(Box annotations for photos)
* BEGIN *

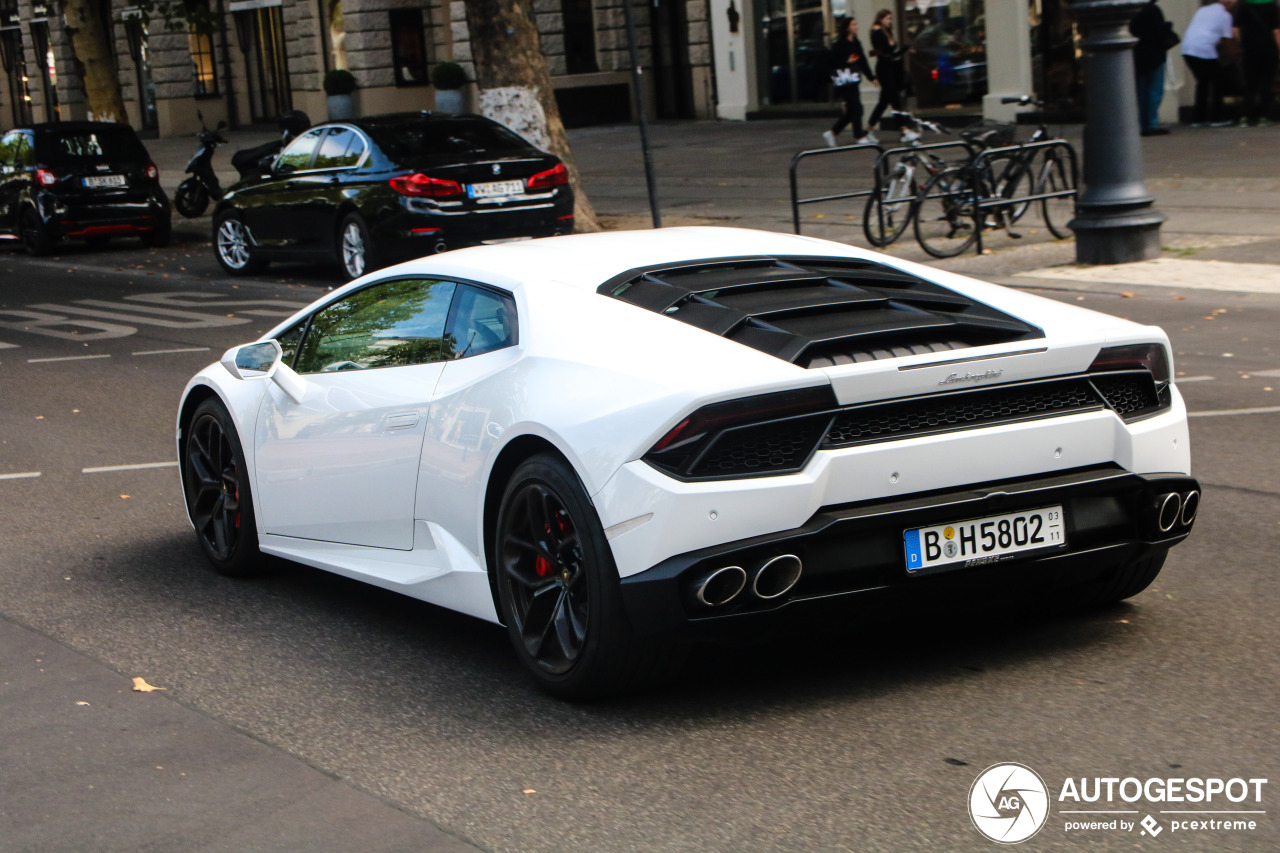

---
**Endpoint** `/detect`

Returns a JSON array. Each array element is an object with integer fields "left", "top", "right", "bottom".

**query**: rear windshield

[
  {"left": 36, "top": 127, "right": 147, "bottom": 163},
  {"left": 362, "top": 119, "right": 538, "bottom": 164}
]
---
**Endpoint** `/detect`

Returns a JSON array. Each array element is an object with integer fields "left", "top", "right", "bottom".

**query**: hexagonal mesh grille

[
  {"left": 824, "top": 379, "right": 1102, "bottom": 447},
  {"left": 690, "top": 415, "right": 831, "bottom": 476},
  {"left": 1093, "top": 373, "right": 1160, "bottom": 418}
]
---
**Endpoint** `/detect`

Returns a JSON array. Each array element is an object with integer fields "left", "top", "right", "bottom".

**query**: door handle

[{"left": 383, "top": 411, "right": 417, "bottom": 433}]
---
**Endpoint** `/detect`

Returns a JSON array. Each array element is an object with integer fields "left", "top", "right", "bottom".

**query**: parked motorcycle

[
  {"left": 232, "top": 110, "right": 311, "bottom": 181},
  {"left": 173, "top": 113, "right": 227, "bottom": 219}
]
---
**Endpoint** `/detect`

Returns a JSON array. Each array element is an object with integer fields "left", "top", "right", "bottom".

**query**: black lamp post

[{"left": 1070, "top": 0, "right": 1165, "bottom": 264}]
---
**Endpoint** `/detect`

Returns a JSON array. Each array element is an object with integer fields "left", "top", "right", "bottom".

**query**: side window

[
  {"left": 445, "top": 284, "right": 518, "bottom": 359},
  {"left": 275, "top": 318, "right": 308, "bottom": 368},
  {"left": 294, "top": 279, "right": 457, "bottom": 373},
  {"left": 275, "top": 128, "right": 325, "bottom": 172},
  {"left": 312, "top": 127, "right": 365, "bottom": 169}
]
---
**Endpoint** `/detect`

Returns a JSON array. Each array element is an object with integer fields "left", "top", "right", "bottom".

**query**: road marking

[
  {"left": 81, "top": 462, "right": 178, "bottom": 474},
  {"left": 27, "top": 352, "right": 111, "bottom": 364},
  {"left": 133, "top": 347, "right": 209, "bottom": 355},
  {"left": 1187, "top": 406, "right": 1280, "bottom": 418},
  {"left": 1019, "top": 257, "right": 1280, "bottom": 293}
]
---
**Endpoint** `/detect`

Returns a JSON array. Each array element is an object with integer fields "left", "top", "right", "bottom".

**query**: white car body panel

[{"left": 179, "top": 228, "right": 1190, "bottom": 620}]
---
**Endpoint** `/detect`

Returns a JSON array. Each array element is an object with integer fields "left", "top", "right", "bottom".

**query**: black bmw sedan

[
  {"left": 0, "top": 122, "right": 172, "bottom": 255},
  {"left": 214, "top": 113, "right": 573, "bottom": 278}
]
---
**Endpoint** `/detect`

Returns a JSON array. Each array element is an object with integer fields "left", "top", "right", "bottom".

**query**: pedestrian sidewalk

[{"left": 0, "top": 619, "right": 477, "bottom": 853}]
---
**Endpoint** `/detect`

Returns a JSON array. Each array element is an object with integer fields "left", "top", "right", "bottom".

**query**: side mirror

[{"left": 220, "top": 341, "right": 307, "bottom": 403}]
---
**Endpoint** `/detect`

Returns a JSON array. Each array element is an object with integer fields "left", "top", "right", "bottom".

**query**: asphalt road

[{"left": 0, "top": 234, "right": 1280, "bottom": 852}]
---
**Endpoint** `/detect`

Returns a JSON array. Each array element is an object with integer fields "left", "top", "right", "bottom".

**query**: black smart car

[
  {"left": 214, "top": 113, "right": 573, "bottom": 278},
  {"left": 0, "top": 122, "right": 170, "bottom": 255}
]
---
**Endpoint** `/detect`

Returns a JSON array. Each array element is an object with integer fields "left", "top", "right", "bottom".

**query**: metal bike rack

[
  {"left": 791, "top": 145, "right": 884, "bottom": 234},
  {"left": 969, "top": 140, "right": 1080, "bottom": 255},
  {"left": 870, "top": 140, "right": 975, "bottom": 240}
]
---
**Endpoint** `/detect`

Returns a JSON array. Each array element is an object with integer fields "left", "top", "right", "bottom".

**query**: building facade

[{"left": 0, "top": 0, "right": 714, "bottom": 136}]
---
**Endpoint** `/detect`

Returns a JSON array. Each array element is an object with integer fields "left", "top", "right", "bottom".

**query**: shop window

[{"left": 388, "top": 9, "right": 431, "bottom": 86}]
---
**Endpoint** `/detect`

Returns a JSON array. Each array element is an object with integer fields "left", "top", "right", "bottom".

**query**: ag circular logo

[{"left": 969, "top": 763, "right": 1048, "bottom": 844}]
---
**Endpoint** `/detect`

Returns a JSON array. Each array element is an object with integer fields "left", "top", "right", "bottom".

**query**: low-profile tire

[
  {"left": 214, "top": 210, "right": 266, "bottom": 275},
  {"left": 173, "top": 178, "right": 209, "bottom": 219},
  {"left": 493, "top": 453, "right": 681, "bottom": 701},
  {"left": 18, "top": 207, "right": 55, "bottom": 257},
  {"left": 182, "top": 397, "right": 262, "bottom": 578},
  {"left": 338, "top": 214, "right": 378, "bottom": 278}
]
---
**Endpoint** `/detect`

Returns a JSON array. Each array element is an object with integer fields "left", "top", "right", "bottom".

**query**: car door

[
  {"left": 237, "top": 127, "right": 329, "bottom": 254},
  {"left": 255, "top": 278, "right": 456, "bottom": 551}
]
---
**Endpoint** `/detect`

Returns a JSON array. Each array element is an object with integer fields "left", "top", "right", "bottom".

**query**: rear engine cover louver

[{"left": 598, "top": 256, "right": 1044, "bottom": 368}]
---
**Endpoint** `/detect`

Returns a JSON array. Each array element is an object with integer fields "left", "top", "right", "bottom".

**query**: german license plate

[
  {"left": 902, "top": 506, "right": 1066, "bottom": 574},
  {"left": 84, "top": 174, "right": 124, "bottom": 188},
  {"left": 467, "top": 181, "right": 525, "bottom": 199}
]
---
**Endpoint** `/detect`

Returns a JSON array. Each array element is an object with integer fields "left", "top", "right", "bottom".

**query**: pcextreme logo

[{"left": 969, "top": 762, "right": 1268, "bottom": 844}]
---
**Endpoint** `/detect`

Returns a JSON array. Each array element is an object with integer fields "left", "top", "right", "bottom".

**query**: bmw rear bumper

[{"left": 622, "top": 465, "right": 1199, "bottom": 637}]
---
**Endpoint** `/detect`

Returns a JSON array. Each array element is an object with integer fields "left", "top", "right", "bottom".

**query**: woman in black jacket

[
  {"left": 822, "top": 18, "right": 879, "bottom": 147},
  {"left": 867, "top": 9, "right": 906, "bottom": 142}
]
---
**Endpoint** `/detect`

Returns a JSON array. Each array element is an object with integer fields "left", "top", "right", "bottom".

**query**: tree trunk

[
  {"left": 61, "top": 0, "right": 129, "bottom": 124},
  {"left": 465, "top": 0, "right": 600, "bottom": 232}
]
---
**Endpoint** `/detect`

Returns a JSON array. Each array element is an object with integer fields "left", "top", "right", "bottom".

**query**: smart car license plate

[
  {"left": 902, "top": 506, "right": 1066, "bottom": 574},
  {"left": 84, "top": 174, "right": 124, "bottom": 188},
  {"left": 467, "top": 181, "right": 525, "bottom": 199}
]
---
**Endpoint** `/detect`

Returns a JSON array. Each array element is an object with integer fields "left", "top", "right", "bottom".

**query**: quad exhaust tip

[
  {"left": 751, "top": 553, "right": 804, "bottom": 601},
  {"left": 1157, "top": 492, "right": 1182, "bottom": 533},
  {"left": 1179, "top": 489, "right": 1199, "bottom": 525},
  {"left": 695, "top": 566, "right": 746, "bottom": 607}
]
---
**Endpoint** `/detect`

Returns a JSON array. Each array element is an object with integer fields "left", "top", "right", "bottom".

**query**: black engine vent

[{"left": 598, "top": 256, "right": 1044, "bottom": 368}]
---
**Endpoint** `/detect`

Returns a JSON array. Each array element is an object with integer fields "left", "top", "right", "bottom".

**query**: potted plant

[
  {"left": 431, "top": 61, "right": 467, "bottom": 114},
  {"left": 324, "top": 68, "right": 356, "bottom": 120}
]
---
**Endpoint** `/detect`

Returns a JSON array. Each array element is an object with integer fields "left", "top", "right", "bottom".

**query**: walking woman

[
  {"left": 867, "top": 9, "right": 906, "bottom": 142},
  {"left": 822, "top": 18, "right": 879, "bottom": 147}
]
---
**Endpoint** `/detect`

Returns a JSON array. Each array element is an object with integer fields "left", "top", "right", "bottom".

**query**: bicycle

[
  {"left": 915, "top": 96, "right": 1075, "bottom": 257},
  {"left": 863, "top": 110, "right": 950, "bottom": 248}
]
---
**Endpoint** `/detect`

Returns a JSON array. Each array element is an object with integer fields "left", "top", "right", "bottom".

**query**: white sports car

[{"left": 178, "top": 228, "right": 1199, "bottom": 698}]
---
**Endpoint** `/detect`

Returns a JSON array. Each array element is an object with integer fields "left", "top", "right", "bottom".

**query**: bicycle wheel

[
  {"left": 1036, "top": 156, "right": 1075, "bottom": 240},
  {"left": 915, "top": 169, "right": 980, "bottom": 257},
  {"left": 863, "top": 174, "right": 915, "bottom": 248}
]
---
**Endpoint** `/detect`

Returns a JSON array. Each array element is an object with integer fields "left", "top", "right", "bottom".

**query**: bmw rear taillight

[
  {"left": 1089, "top": 343, "right": 1174, "bottom": 423},
  {"left": 525, "top": 163, "right": 568, "bottom": 190},
  {"left": 644, "top": 386, "right": 837, "bottom": 480},
  {"left": 389, "top": 173, "right": 462, "bottom": 199}
]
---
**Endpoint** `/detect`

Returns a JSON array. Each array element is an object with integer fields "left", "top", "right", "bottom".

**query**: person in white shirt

[{"left": 1183, "top": 0, "right": 1239, "bottom": 127}]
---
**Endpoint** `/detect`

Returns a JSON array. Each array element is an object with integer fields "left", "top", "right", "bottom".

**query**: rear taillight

[
  {"left": 1089, "top": 343, "right": 1170, "bottom": 384},
  {"left": 644, "top": 386, "right": 837, "bottom": 480},
  {"left": 389, "top": 173, "right": 462, "bottom": 199},
  {"left": 525, "top": 163, "right": 568, "bottom": 190}
]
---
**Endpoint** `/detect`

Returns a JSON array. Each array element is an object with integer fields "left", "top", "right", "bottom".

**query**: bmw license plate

[
  {"left": 902, "top": 506, "right": 1066, "bottom": 575},
  {"left": 467, "top": 181, "right": 525, "bottom": 199},
  {"left": 84, "top": 174, "right": 124, "bottom": 188}
]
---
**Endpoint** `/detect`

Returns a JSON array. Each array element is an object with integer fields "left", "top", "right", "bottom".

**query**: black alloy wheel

[
  {"left": 214, "top": 210, "right": 266, "bottom": 275},
  {"left": 18, "top": 207, "right": 54, "bottom": 257},
  {"left": 173, "top": 178, "right": 209, "bottom": 219},
  {"left": 493, "top": 455, "right": 681, "bottom": 701},
  {"left": 182, "top": 398, "right": 261, "bottom": 575}
]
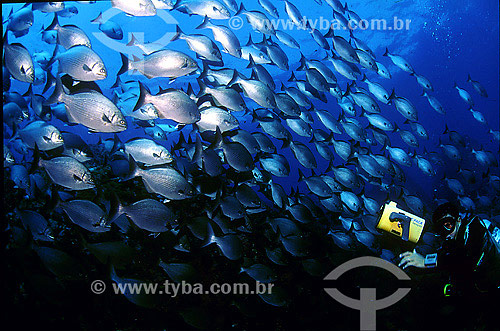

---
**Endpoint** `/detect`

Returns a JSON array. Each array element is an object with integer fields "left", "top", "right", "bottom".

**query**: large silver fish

[
  {"left": 35, "top": 156, "right": 95, "bottom": 190},
  {"left": 49, "top": 45, "right": 107, "bottom": 82},
  {"left": 3, "top": 32, "right": 35, "bottom": 83},
  {"left": 126, "top": 157, "right": 196, "bottom": 200},
  {"left": 174, "top": 0, "right": 231, "bottom": 20},
  {"left": 17, "top": 121, "right": 64, "bottom": 151},
  {"left": 118, "top": 49, "right": 198, "bottom": 78},
  {"left": 234, "top": 2, "right": 276, "bottom": 35},
  {"left": 227, "top": 71, "right": 276, "bottom": 108},
  {"left": 124, "top": 138, "right": 173, "bottom": 166},
  {"left": 196, "top": 17, "right": 241, "bottom": 58},
  {"left": 134, "top": 83, "right": 201, "bottom": 124},
  {"left": 45, "top": 14, "right": 92, "bottom": 49},
  {"left": 171, "top": 25, "right": 222, "bottom": 65},
  {"left": 196, "top": 107, "right": 239, "bottom": 132},
  {"left": 111, "top": 0, "right": 156, "bottom": 16}
]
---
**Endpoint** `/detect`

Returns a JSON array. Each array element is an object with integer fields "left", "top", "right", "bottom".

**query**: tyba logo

[{"left": 325, "top": 256, "right": 410, "bottom": 330}]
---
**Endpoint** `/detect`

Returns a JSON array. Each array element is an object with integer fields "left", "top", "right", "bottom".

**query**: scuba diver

[{"left": 399, "top": 202, "right": 500, "bottom": 298}]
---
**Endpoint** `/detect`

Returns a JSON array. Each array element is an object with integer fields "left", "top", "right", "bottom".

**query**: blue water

[
  {"left": 3, "top": 1, "right": 499, "bottom": 213},
  {"left": 2, "top": 0, "right": 500, "bottom": 325}
]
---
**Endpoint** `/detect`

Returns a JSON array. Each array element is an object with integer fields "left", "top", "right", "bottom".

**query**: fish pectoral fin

[
  {"left": 102, "top": 114, "right": 111, "bottom": 123},
  {"left": 73, "top": 174, "right": 83, "bottom": 182}
]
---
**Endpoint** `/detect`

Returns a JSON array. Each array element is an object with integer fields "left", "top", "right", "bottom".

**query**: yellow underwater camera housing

[{"left": 377, "top": 201, "right": 425, "bottom": 243}]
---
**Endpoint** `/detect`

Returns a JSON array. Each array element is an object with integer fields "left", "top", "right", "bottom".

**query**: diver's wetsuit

[
  {"left": 437, "top": 215, "right": 500, "bottom": 330},
  {"left": 437, "top": 215, "right": 500, "bottom": 295}
]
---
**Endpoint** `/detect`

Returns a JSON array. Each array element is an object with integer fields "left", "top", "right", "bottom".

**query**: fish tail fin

[
  {"left": 191, "top": 136, "right": 203, "bottom": 168},
  {"left": 111, "top": 76, "right": 122, "bottom": 88},
  {"left": 123, "top": 154, "right": 139, "bottom": 181},
  {"left": 201, "top": 222, "right": 216, "bottom": 247},
  {"left": 45, "top": 13, "right": 60, "bottom": 31},
  {"left": 389, "top": 89, "right": 396, "bottom": 100},
  {"left": 245, "top": 34, "right": 255, "bottom": 46},
  {"left": 324, "top": 24, "right": 335, "bottom": 38},
  {"left": 198, "top": 60, "right": 210, "bottom": 79},
  {"left": 186, "top": 82, "right": 195, "bottom": 96},
  {"left": 196, "top": 78, "right": 207, "bottom": 95},
  {"left": 234, "top": 2, "right": 246, "bottom": 16},
  {"left": 127, "top": 33, "right": 137, "bottom": 46},
  {"left": 213, "top": 125, "right": 224, "bottom": 148},
  {"left": 2, "top": 8, "right": 14, "bottom": 24},
  {"left": 247, "top": 54, "right": 255, "bottom": 69},
  {"left": 281, "top": 139, "right": 290, "bottom": 149},
  {"left": 90, "top": 12, "right": 102, "bottom": 23},
  {"left": 298, "top": 168, "right": 305, "bottom": 183},
  {"left": 117, "top": 53, "right": 130, "bottom": 75},
  {"left": 325, "top": 160, "right": 335, "bottom": 173},
  {"left": 103, "top": 192, "right": 124, "bottom": 226},
  {"left": 195, "top": 15, "right": 211, "bottom": 30},
  {"left": 295, "top": 52, "right": 306, "bottom": 71},
  {"left": 109, "top": 132, "right": 123, "bottom": 155},
  {"left": 43, "top": 187, "right": 62, "bottom": 211},
  {"left": 443, "top": 123, "right": 450, "bottom": 134},
  {"left": 133, "top": 82, "right": 150, "bottom": 111},
  {"left": 227, "top": 70, "right": 240, "bottom": 87},
  {"left": 46, "top": 45, "right": 59, "bottom": 68},
  {"left": 28, "top": 143, "right": 40, "bottom": 174},
  {"left": 170, "top": 25, "right": 184, "bottom": 41},
  {"left": 43, "top": 71, "right": 64, "bottom": 106}
]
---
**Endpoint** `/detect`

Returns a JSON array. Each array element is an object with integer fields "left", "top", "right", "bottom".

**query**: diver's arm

[{"left": 398, "top": 250, "right": 438, "bottom": 269}]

* END *

- _DIRECTION_
Which lines in the records contain the string "logo", matching case? Report each of those lines in full.

- _EXERCISE ANSWER_
**query**: ag circular logo
**query**: pcextreme logo
**query**: tyba logo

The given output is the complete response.